start EXTRACTED TEXT

Sometimes I’m startled that I am as old as I am. Because despite the maturity that comes with age, I can’t help but occasionally revert back to juvenile middle-school behavior that I’d thought I’d outgrown.

In my attempt to be mature and worldly, I enrolled a few years ago in my first yoga class. I needed to learn how to chill out a little bit, and figured being in touch with my inner Zen would help to center my balance, achieve yin-yang, and maybe I’d get a little feng-shui thrown in for good measure.

It was great. First class, I learned my sun salutation, stretched limbs so tight from lack of use that they deserved to snap like tree branches. My instructor, a former type-A New Yorker-turned-Yogaville devotee whose chosen Yoga name, Suraya, more closely resembled that of an Indian guru than someone from the Bronx, was very serene. His soothing voice tranquilized even the tensest of class members: me. In his calm coaxing tone, he encouraged us to rid our minds of any pollutants, to focus on our center, and be at peace within. Fine, I was on the same page at this point. I’d really started feeling that I could change, become a woman unfettered by the stresses of life.

The final fifteen minutes of class were devoted to complete relaxation. Cool, I thought. That is right up my Type-A alley. We all lay on the floor, eyes closed, focused on our own inner universe. The mesmerizing music on the boom box washed over me as Suraya talked us through letting go of whatever tensions remained. He began with the toes, worked his way up ever so gradually to calves, knees, thighs.

And then came the clincher.

“Relax your anal sphincter,” he said, as serious as an executioner, not even remotely cracking a smile.

What? That’s impossible. First of all, It defies the laws of nature. And secondly, even if we could, just think how nasty that would be! We can’t do that, I thought. Like a naughty kindergartener whose head is supposed to be face down on the desk during naptime, I snuck glances all around me. No one but me thought that was the funniest line ever uttered.

I could feel my laughter erupting, and from my unrelaxed belly it rose. I tried desperately to suppress it, but it was of no use. I cackled so loudly that the entire class opened their once-relaxed eyelids and glared directly at me. Even Suraya looked a bit uptight.

As the class drew to a close, the peaceful silence destroyed, I slunk from the room, somewhat embarrassed at my level of immaturity. But I actually felt more relaxed, having belted out a good chuckle.

Yes, I realize I have gone from middle school to middle age, but isn’t it nice to know that you don’t always have to totally grow up?

I read recently about a new yoga craze: hot nude yoga. Please, dear Lord, let’s hope Suraya’s not teaching that one.

A Little Aside...

I know I’ve been pretty slack about keeping my blog updated. Excuses, excuses, I know, but really, life’s been crazy busy.

So rather than toiling away at a new post today, instead I’m going to just throw some names out there. Writers I enjoy. This is a random off-the-top-of-my-head selection, so if I’ve forgotten someone, I’m sorry! It’s early and I’ve been sick all week so have slept like a snake with one eye open. Bear with me.

end EXTRACTED TEXT

GIVEN REQUEST A:
Pull out the entries word for word, from the start of the entries through the line that contains "top-left (308, 718), bottom-right (353, 746)", with both ends included.
The yoga essay and the entries come from unrelated sources.

start DATA PROVIDED

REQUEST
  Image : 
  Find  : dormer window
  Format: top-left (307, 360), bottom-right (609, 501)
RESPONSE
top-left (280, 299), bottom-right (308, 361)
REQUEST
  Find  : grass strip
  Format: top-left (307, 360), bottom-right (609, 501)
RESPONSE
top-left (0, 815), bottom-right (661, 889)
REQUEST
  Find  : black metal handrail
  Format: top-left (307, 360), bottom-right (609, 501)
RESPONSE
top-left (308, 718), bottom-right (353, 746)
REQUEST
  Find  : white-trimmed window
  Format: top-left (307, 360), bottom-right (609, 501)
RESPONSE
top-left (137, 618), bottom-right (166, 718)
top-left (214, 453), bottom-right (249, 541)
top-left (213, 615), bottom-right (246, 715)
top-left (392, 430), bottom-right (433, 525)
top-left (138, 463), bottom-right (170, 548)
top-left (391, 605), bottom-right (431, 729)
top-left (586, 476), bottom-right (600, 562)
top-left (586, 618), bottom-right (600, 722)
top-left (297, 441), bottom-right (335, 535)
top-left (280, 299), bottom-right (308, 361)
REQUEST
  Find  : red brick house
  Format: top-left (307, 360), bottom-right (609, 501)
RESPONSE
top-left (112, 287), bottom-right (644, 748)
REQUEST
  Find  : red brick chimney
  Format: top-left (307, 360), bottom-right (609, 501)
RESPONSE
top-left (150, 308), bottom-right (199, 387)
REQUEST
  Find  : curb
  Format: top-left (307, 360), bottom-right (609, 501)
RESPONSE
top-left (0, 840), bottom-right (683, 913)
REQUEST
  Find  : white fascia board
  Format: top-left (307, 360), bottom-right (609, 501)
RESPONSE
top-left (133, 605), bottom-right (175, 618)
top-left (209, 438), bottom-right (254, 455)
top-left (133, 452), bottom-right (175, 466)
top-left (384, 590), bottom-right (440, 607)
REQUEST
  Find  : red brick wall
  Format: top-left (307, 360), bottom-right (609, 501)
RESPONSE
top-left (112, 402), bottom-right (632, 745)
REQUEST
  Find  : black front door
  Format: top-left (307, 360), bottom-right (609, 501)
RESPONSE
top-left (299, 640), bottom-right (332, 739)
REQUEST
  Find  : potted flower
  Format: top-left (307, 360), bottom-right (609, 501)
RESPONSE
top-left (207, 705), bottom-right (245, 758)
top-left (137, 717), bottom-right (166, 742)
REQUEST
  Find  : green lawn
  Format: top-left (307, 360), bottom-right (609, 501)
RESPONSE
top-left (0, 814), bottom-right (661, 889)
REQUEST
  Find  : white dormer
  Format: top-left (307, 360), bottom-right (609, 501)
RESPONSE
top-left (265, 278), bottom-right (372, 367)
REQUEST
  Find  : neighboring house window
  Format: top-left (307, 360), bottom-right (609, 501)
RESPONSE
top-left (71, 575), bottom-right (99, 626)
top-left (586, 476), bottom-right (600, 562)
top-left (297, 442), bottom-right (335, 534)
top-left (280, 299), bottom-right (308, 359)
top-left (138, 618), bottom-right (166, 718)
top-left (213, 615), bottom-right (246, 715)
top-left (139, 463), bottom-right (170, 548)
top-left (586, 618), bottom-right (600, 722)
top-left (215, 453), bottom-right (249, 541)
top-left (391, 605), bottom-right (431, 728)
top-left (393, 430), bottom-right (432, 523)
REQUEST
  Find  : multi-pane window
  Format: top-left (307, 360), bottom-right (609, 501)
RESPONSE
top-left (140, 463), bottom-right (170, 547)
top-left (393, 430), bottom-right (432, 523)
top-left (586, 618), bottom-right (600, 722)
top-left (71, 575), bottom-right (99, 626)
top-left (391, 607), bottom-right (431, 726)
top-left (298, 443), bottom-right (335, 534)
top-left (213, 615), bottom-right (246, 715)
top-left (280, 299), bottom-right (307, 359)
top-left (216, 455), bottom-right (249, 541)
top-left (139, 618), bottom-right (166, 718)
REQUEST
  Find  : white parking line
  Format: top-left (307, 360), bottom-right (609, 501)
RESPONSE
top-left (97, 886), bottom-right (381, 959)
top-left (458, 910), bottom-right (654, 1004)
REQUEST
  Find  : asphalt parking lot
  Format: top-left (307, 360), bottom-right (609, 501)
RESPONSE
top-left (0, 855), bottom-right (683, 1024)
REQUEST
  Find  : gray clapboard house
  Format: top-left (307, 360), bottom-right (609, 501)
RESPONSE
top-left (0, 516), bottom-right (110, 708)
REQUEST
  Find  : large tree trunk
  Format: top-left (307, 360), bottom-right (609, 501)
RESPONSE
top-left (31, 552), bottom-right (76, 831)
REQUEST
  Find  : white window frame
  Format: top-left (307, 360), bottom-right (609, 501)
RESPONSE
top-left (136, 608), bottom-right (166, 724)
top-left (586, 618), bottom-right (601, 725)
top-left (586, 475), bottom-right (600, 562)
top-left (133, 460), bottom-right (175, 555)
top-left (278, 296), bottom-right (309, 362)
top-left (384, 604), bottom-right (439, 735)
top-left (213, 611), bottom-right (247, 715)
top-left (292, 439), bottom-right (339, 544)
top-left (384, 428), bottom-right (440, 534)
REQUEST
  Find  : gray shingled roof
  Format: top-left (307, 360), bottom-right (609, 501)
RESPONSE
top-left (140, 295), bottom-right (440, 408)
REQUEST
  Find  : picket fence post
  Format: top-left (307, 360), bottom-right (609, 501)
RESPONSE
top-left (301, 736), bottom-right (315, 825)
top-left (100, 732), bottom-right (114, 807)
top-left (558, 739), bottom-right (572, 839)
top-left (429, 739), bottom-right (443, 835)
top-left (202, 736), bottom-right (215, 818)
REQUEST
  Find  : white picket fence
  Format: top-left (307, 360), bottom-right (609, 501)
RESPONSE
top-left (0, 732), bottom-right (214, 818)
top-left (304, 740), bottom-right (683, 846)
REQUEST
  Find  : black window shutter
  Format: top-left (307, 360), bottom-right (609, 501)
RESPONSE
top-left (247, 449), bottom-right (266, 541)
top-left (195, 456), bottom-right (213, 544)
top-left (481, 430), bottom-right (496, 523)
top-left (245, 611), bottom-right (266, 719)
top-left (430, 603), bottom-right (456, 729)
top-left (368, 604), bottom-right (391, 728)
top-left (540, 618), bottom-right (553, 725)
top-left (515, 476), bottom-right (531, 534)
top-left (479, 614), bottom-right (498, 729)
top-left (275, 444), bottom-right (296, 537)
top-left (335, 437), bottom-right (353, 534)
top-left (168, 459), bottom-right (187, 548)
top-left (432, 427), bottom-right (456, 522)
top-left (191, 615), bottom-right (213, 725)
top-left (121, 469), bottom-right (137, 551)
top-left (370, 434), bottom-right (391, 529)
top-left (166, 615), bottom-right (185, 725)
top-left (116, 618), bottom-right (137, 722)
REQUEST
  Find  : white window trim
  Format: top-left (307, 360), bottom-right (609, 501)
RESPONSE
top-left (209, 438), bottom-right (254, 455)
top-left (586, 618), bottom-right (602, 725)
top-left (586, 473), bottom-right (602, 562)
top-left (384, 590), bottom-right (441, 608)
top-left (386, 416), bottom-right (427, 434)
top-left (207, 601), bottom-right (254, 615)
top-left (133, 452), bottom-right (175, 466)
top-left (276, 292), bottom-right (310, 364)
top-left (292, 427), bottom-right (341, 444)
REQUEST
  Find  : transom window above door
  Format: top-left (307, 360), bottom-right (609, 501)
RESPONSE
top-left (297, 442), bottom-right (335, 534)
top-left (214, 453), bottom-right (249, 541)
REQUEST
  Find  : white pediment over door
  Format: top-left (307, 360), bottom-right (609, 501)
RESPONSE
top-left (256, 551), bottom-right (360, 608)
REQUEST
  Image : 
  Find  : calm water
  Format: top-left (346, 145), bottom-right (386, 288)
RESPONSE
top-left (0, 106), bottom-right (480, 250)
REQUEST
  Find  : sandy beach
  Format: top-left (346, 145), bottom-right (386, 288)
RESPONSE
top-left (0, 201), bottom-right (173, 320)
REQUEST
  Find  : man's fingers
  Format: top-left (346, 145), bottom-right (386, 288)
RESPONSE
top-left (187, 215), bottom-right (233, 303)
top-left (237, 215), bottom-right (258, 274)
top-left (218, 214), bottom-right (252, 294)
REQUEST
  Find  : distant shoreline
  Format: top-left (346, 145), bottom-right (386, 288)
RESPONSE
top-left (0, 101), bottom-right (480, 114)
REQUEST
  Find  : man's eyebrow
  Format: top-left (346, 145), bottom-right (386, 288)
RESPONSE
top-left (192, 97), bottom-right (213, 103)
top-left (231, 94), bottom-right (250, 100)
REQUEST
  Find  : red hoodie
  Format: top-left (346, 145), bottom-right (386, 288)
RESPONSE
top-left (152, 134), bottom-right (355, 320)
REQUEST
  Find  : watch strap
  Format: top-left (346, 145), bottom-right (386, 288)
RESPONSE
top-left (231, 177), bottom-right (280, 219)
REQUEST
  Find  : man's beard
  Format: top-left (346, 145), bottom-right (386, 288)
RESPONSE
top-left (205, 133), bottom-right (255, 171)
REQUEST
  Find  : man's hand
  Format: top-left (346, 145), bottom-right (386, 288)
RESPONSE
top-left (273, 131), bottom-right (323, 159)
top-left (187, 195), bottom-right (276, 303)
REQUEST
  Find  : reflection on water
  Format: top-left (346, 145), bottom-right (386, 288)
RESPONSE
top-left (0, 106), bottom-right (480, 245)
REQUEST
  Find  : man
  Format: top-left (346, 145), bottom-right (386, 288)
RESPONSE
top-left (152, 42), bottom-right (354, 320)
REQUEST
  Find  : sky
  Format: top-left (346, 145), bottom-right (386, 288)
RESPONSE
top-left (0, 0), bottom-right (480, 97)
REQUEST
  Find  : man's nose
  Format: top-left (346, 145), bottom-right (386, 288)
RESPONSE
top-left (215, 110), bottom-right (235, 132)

end DATA PROVIDED

GIVEN REQUEST B:
In the yoga essay, list in order the body parts Suraya talks the class through relaxing before "And then came the clincher."

FULL OUTPUT A:
REQUEST
  Image : 
  Find  : dormer window
  Format: top-left (307, 360), bottom-right (609, 501)
RESPONSE
top-left (280, 299), bottom-right (308, 361)
REQUEST
  Find  : grass strip
  Format: top-left (307, 360), bottom-right (609, 501)
RESPONSE
top-left (0, 815), bottom-right (661, 889)
REQUEST
  Find  : black metal handrail
  Format: top-left (307, 360), bottom-right (609, 501)
RESPONSE
top-left (308, 718), bottom-right (353, 746)

FULL OUTPUT B:
toes, calves, knees, thighs